#### AVAILABLE RECORDS

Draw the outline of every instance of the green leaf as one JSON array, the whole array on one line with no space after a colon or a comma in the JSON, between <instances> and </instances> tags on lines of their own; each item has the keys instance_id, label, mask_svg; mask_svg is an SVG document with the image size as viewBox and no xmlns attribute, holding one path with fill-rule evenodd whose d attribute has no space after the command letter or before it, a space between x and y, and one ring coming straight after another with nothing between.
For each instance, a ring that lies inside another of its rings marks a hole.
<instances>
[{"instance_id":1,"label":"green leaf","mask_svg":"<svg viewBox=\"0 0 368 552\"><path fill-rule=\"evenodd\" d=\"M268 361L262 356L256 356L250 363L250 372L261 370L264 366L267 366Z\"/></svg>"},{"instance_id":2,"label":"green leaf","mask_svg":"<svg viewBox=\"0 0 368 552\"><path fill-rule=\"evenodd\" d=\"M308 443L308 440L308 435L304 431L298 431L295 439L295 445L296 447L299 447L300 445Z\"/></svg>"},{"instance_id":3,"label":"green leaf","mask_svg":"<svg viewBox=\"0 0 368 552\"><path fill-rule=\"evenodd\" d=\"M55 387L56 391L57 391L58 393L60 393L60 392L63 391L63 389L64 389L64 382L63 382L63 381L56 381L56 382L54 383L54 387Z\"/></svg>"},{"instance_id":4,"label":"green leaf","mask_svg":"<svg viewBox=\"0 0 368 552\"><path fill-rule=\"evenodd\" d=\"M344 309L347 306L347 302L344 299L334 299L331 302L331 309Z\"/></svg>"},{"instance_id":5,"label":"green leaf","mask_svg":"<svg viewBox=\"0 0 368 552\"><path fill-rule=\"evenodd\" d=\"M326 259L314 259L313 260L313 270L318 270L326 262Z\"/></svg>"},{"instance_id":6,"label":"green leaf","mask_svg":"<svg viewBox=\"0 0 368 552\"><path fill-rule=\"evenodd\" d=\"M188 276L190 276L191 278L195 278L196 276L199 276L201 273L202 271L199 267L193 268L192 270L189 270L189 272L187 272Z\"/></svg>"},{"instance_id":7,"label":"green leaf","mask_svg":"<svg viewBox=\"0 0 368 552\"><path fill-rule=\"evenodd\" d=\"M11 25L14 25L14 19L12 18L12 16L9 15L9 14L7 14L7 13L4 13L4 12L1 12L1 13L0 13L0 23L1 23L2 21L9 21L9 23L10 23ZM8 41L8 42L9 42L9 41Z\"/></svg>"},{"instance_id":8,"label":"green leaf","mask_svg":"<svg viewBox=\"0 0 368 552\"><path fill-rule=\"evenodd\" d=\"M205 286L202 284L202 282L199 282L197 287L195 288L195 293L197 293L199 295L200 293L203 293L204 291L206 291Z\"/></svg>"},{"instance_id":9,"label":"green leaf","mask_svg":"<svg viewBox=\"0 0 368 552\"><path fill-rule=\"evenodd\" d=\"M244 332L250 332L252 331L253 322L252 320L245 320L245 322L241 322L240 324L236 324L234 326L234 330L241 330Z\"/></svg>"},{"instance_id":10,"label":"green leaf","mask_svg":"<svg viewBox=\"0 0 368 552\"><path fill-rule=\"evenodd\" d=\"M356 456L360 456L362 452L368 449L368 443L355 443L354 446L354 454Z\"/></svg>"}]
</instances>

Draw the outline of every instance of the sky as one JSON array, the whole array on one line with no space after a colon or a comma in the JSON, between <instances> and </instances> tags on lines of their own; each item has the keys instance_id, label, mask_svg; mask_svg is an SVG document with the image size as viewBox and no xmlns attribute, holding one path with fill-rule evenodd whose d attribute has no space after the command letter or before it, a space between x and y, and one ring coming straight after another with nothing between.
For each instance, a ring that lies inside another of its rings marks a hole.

########

▸ THE PROBLEM:
Look through the records and count each line that holds "size". Write only the total.

▸ TASK RESULT:
2